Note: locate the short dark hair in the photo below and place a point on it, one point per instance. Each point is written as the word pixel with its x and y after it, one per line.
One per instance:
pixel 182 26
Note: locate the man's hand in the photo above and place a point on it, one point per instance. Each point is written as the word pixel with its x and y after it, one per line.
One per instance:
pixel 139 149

=====

Copy the entries above, putting "image" in place of each "photo" and keeping everything else the same.

### Finished answer
Note: locate the short dark hair in the image below and place a point on it, one point per instance. Each point is written as the word pixel with its x and y after it, one per line.
One per instance:
pixel 182 26
Note: locate the man's hand in the image above and place a point on it, one point per instance. Each point is written as the word pixel with its x and y after it, one per line.
One per instance:
pixel 139 149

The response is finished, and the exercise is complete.